» **Requirements**: Could you print all the entries exactly?

-- Recorded information start --

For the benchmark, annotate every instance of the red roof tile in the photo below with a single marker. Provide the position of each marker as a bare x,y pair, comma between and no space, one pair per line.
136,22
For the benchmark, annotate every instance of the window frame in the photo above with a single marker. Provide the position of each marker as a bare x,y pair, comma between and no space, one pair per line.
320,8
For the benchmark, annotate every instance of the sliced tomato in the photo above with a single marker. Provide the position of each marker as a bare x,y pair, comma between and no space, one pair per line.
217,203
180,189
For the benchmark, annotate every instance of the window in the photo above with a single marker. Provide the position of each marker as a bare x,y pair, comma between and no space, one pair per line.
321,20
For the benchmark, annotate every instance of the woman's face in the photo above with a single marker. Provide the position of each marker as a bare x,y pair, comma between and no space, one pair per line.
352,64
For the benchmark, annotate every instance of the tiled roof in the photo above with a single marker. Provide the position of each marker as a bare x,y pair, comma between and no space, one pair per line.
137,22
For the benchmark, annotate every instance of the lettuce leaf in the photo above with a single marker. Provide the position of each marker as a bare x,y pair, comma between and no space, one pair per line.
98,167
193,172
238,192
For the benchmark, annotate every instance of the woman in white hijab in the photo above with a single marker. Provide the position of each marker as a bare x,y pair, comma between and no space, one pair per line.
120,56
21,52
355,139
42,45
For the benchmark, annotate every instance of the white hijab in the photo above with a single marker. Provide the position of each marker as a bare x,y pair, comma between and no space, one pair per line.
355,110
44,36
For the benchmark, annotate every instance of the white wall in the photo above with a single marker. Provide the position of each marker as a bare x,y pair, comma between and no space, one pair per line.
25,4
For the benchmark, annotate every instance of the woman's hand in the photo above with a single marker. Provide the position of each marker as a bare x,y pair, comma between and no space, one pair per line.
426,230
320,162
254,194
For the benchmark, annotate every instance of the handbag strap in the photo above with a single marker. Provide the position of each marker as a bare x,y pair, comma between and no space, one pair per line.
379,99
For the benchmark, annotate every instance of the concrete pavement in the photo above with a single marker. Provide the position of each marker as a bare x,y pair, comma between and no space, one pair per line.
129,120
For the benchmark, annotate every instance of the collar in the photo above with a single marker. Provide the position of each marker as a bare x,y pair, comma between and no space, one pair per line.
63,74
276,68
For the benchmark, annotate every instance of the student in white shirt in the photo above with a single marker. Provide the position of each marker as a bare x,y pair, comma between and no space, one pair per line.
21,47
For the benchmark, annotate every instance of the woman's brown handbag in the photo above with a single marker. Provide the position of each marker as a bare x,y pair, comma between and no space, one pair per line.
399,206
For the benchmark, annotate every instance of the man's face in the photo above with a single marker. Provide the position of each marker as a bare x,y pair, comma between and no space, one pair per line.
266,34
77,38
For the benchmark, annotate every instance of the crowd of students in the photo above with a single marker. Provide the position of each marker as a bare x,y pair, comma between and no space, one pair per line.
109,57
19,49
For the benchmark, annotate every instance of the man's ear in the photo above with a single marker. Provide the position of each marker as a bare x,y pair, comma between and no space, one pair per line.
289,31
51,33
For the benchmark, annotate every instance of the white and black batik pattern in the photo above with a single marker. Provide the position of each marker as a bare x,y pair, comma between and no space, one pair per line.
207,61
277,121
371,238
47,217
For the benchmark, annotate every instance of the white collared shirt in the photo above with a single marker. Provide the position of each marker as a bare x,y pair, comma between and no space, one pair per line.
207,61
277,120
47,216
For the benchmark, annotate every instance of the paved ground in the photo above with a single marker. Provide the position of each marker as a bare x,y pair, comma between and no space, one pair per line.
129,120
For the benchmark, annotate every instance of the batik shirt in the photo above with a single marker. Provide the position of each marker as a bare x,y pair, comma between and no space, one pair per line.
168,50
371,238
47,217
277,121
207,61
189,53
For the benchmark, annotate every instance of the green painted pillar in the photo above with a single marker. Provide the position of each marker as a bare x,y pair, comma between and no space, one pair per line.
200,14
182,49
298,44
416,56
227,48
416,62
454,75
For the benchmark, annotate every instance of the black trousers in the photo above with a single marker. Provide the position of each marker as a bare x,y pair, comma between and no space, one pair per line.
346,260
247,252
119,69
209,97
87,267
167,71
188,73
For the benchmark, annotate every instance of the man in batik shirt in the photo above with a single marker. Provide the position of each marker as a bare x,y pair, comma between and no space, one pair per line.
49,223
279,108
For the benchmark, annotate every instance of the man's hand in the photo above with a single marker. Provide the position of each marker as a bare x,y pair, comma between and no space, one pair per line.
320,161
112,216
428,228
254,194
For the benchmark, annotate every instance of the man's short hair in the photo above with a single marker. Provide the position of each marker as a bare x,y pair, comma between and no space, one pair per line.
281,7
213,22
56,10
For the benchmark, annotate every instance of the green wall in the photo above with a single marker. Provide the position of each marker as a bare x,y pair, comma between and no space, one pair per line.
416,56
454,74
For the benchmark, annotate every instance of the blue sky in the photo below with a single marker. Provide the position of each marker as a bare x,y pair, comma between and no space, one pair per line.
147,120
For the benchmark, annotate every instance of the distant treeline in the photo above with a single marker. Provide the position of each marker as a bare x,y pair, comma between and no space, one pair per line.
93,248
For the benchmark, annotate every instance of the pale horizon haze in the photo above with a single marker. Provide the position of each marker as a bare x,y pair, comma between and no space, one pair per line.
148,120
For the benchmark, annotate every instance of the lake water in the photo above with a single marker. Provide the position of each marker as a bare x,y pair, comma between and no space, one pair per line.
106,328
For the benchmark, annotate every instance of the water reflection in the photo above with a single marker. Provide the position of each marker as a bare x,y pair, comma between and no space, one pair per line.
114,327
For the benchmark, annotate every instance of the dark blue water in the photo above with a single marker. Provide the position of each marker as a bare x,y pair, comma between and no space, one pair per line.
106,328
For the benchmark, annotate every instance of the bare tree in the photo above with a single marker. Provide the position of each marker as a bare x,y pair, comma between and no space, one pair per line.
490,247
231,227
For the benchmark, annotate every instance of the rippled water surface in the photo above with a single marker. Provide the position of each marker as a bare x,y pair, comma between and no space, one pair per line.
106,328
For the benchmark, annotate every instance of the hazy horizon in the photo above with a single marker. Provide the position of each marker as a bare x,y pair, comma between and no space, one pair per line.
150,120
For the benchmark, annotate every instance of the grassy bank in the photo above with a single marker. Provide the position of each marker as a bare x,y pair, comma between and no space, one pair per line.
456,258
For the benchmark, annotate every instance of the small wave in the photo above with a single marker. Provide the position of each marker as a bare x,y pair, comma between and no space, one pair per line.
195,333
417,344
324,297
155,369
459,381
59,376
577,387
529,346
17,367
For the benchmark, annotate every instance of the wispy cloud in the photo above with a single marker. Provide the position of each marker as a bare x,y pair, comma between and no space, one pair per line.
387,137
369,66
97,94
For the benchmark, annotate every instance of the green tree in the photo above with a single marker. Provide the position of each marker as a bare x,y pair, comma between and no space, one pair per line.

-- Recorded information end --

» **Answer below**:
For the benchmark, annotate every instance of the red roof tile in the photo below with a single marker. Provide the position of each marker as a bare x,y pair, comma between and no space, one pair per line.
136,22
For the benchmark, annotate every instance of the window frame in the photo above with a single marker. Provide the position of each marker as a bare x,y pair, comma between and no space, one pair per line.
320,8
For the benchmark, annotate every instance of the sliced tomato in the photo above with a single marker. Provide the position of each marker as a bare x,y pair, comma between and no space, one pair per line.
217,203
180,189
For the benchmark, annotate every instance of the window in the photo above with a single marker. Provide the position of each marker as a bare x,y pair, comma between and no space, one pair per line.
321,20
For the benchmark, annotate every instance of the woman's face in the photo above with a single marker. Provide the position of each marker as a bare x,y pair, comma between and no space, one pair per line.
352,64
For the benchmark, annotate every instance of the tiled roof in the photo above with a single marker. Provide the position of each marker as a bare x,y pair, comma between and no space, one pair per line.
137,22
For the benchmark, annotate every instance of the lettuce leaf in the photo above with a single marker. Provide the position of each marker as a bare x,y pair, comma between and no space, one pair per line.
98,167
193,172
238,192
For the benchmark, annotate every instance of the woman in white hijab in the photo above with a single marker. Provide the position of each marker as a bare x,y pair, comma between and no space, one pair per line.
120,56
21,52
355,139
42,45
For the benchmark, annotate every instance of the white hijab in the photo above with a single marker. Provide the position of each marker as a bare x,y pair, comma between and no space, one pair per line.
355,110
44,36
For the benchmark, annotate every instance of the white wall in the photo above with a single marker. Provide the position of each marker as a bare x,y pair, comma between and no space, one pair per line.
25,4
For the benchmark, annotate every instance of the woman's hand in the photo above with a single marker. Provide the position of each marker as a bare x,y pair, comma between and no space, one pair per line.
426,230
320,162
254,194
For the benchmark, annotate every instance of the handbag strap in the photo above with a single marker. Provide the position of each marker as a bare x,y pair, comma between and no space, one pair per line.
379,99
For the benchmark, annotate every instance of the concrete pavement in the photo above with a single marker. Provide the position of each marker as a bare x,y pair, comma between and no space, one pair per line.
129,120
For the benchmark, annotate every instance of the collar in the photo above with a single marker. Provide the position of each marker as a bare x,y pair, comma between and no space, one pair per line.
63,74
276,68
For the benchmark, annotate every instance of the student in white shirt in the photo above with a single marker. Provide the position of each marker as a bare x,y pair, comma between and no space, one pair per line.
21,47
For the benchmark, annotate every instance of the woman's brown handbag in the photo above with a single marker. Provide the position of each marker as a bare x,y pair, comma between and no space, one pair per line.
399,206
For the benchmark, annotate every instance of the man's face in the photo above with a single marker. Provide the position of each marker as a bare x,y pair, comma between and no space, one pair per line.
266,34
77,38
For the benchmark, annotate every instance of the crowd of students in the photo above with a single marker. Provide the position of each marker as a bare x,y pair, comma between and no space, one pair per line.
109,57
19,49
For the benchmark, annotate every instance of the man's ear in the photo above with a single marker. Provide the position of each marker as a bare x,y pair, comma between and no space, one pair per line.
289,31
51,33
For the benchmark, annotate every instance of the white and black batik pattern in the photo above with a single marker. Provide the position of each marker as a bare x,y pair, comma between and no space, one pair per line.
207,61
277,121
371,238
47,217
For the benchmark, annotate every instance of the white collared shirt in the photo above with a single marker. Provide the position of each marker as a bare x,y pair, comma between and no space, one pair per line.
207,61
277,120
47,216
For the benchmark, annotate every instance of the paved ground in the photo above with a single marker. Provide the position of each marker as a bare x,y pair, comma between and no space, one pair per line.
129,120
For the benchmark, annotate every instance of the batik shirt in the photo above with a single marker. Provide the position of each marker as a bare x,y pair, comma between and no space, one pair per line.
168,50
371,238
47,217
277,121
207,61
189,53
For the benchmark, annotate every instance of the green painted pillar in the photo above with a single marker. Provide the position of each marker as a bare x,y pair, comma between and no space, one pair per line.
200,14
182,49
298,44
416,56
227,48
416,62
454,75
For the benchmark, annotate every instance of the black trousers in the photo above with a single marker. Provide the position of each marker as a bare x,y pair, comma between and no space, one pair per line.
346,260
247,252
119,69
209,97
87,267
167,71
188,73
For the benchmark, annotate every instance of the man in batik shirt in the photo above with a single marker. Provide the position of each marker as a bare x,y pair, comma between and no space, one pair per line.
49,223
279,108
For the benchmark, annotate every instance of the man's hand in the photo above with a single marker. Provide the position of each marker as a bare x,y pair, comma between and no space, one pair per line.
320,161
112,216
428,228
254,194
For the benchmark, annotate every instance of the man's short hair in the photo above with a single marker. Provide the position of each marker as a bare x,y pair, comma between and no space, one pair per line.
281,7
213,22
56,10
For the benchmark, annotate every instance of the green wall in the photo above with a single marker. Provide the position of each marker as a bare x,y pair, comma between and no space, one pair per line.
416,56
454,74
For the benchmark, annotate every instance of the blue sky in the photo below with a single marker. Provide the position of each marker as a bare x,y pair, comma between and no space, one pair per line.
147,120
For the benchmark, annotate every instance of the distant treeline in the photo above with a single marker. Provide the position of each marker as a bare x,y pair, comma between and no space, one pair per line.
93,248
For the benchmark, annotate every instance of the pale horizon haze in the photo above with a single marker. Provide the position of each marker as a bare x,y pair, comma between and no space, one pair per line.
148,120
For the benchmark, annotate every instance of the lake water in the photo above with a single marker. Provide the position of each marker as a bare x,y pair, comma between and no space, one pair per line.
106,328
For the benchmark, annotate every instance of the water reflection in the photo above with a single marker. Provide the position of each marker as a bare x,y pair, comma between and no space, one pair per line.
114,327
For the benchmark, annotate every instance of the dark blue water in the photo above with a single marker. Provide the position of each marker as a bare x,y pair, comma between and no space, one pair per line.
106,328
For the benchmark, annotate every instance of the bare tree in the photo above with a single marker. Provide the position of each marker as a bare x,y pair, comma between and no space, one pair per line.
490,247
231,227
For the benchmark, annotate every instance of the rippled water surface in the photo above with a single marker. Provide the position of each marker as a bare x,y pair, comma between and no space, one pair per line.
106,328
For the benchmark, annotate every instance of the hazy horizon in the photo above with a single marker. Provide the position of each marker as a bare x,y pair, comma between and no space, one pair per line.
150,120
For the benchmark, annotate every instance of the grassy bank in the photo above with a single marker. Provide the position of each marker as a bare x,y pair, comma between and no space, one pair per line.
456,258
For the benchmark, annotate every instance of the small wave in the photo above with a single marker. Provide the position of each marker as a bare x,y pair, comma between and no space, one pair per line.
195,333
417,344
324,297
155,369
459,381
59,376
577,387
529,346
17,367
For the benchmark, annotate every instance of the wispy cloud in the photo above with a single marker. Provide the position of each marker as a bare x,y pair, comma between and no space, one pair per line.
387,137
369,66
97,94
For the benchmark, annotate every instance of the green tree in the photo above with a single marker. Provide the position of each marker as a bare x,y pair, comma between and no space, one pair per line.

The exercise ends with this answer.